### [PAGE]

Kennedy J. Reed is an American theoretical atomic physicist in the Theory Group in the Physics & Advanced Technologies Directorate at Lawrence Livermore National Laboratory (LLNL) and a founder of the National Physical Science Consortium (NPSC), a group of about 30 universities that provides physics fellowships for women and minorities.

Reed earned his Ph.D. at the University of Nebraska, was a professor of physics at Morehouse College, in Atlanta, Georgia and is known for his work related to ionization and atomic collisions in high temperature plasmas. He has published more than 100 papers.

Demonstrating a commitment to improving the participation of minority and female students in the physical sciences, Dr. Reed has helped more than 100 such students to earn their doctorates and, through the NPSC consortium, awarded over 300 graduate fellowships.

Awards
In 2003, Professor Reed received the American Physical Society’s John Wheatley Award. He was the recipient of the 2009 Presidential Award for Excellence in Science, Mathematics and Engineering Mentoring and is a fellow of the American Physical Society from President Barack Obama.

In 2011, he was awarded the distinction of being elected as a fellow of the American Association for the Advancement of Science.

He was president of the International Union of Pure and Applied Physics (IUPAP) from 2017 to October 2019 when he chose to step down for personal reasons.  He also serves on the National Academy of Sciences Board on International Scientific Organizations and is a charter fellow and previous president of the National Society of Black Physicists.

Kennedy Reed Award
Named after Kennedy Reed for his outstanding contribution in theoretical physics, APS Farwest section established the Kennedy Reed award for Best Theoretical Research to recognize the best research in theoretical physics by a graduate student in the annual meeting of APS Farwest section.

[Dataset rows]
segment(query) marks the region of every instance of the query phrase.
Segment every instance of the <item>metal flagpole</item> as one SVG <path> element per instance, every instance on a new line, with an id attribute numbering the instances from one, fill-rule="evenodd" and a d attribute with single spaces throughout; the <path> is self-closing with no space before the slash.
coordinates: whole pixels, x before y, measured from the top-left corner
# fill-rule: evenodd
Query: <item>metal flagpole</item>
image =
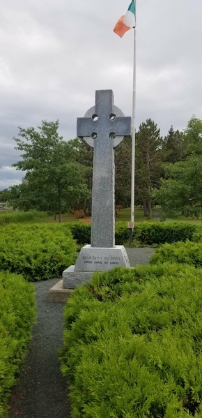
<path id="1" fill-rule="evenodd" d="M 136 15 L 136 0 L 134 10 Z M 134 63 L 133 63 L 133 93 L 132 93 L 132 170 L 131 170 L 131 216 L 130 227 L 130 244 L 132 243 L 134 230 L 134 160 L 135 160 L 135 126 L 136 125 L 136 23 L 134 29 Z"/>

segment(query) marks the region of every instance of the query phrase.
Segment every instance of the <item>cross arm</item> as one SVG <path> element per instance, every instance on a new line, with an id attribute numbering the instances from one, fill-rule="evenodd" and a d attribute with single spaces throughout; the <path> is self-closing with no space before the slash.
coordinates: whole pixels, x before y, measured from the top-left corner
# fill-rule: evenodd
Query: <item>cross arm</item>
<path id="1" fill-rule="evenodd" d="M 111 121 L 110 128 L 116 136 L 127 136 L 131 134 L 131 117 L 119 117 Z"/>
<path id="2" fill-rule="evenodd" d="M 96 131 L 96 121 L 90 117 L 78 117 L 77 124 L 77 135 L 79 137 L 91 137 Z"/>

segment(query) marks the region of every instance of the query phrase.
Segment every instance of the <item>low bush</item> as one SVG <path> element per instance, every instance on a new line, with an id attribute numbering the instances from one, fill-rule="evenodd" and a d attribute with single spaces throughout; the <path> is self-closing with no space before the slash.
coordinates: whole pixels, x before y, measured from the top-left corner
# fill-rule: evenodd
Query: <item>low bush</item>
--
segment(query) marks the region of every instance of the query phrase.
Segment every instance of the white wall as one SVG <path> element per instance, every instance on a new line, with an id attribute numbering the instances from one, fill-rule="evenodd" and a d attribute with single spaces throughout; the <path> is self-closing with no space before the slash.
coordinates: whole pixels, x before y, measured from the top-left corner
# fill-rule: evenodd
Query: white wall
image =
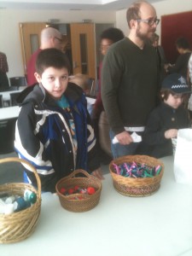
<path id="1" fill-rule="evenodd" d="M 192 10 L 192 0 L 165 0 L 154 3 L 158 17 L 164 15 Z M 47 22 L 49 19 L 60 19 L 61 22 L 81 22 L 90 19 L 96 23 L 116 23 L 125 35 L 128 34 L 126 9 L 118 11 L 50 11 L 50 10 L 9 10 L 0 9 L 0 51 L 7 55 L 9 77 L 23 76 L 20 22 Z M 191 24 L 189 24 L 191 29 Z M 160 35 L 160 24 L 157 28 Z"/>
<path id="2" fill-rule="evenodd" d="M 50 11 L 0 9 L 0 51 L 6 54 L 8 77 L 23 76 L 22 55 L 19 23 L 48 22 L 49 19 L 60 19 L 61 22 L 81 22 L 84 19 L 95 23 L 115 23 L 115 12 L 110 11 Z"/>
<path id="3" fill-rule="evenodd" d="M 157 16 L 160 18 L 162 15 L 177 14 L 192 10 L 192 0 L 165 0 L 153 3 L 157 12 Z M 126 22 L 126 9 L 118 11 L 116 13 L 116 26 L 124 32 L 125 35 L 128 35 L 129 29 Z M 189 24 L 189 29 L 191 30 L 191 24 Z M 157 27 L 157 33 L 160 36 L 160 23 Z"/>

### [REQUEST]
Quote the passage of the page on Kennedy J. Reed verbatim, between "Kennedy J. Reed" and "than 100 papers.", inclusive.

### [EXERCISE RESULT]
Kennedy J. Reed is an American theoretical atomic physicist in the Theory Group in the Physics & Advanced Technologies Directorate at Lawrence Livermore National Laboratory (LLNL) and a founder of the National Physical Science Consortium (NPSC), a group of about 30 universities that provides physics fellowships for women and minorities.

Reed earned his Ph.D. at the University of Nebraska, was a professor of physics at Morehouse College, in Atlanta, Georgia and is known for his work related to ionization and atomic collisions in high temperature plasmas. He has published more than 100 papers.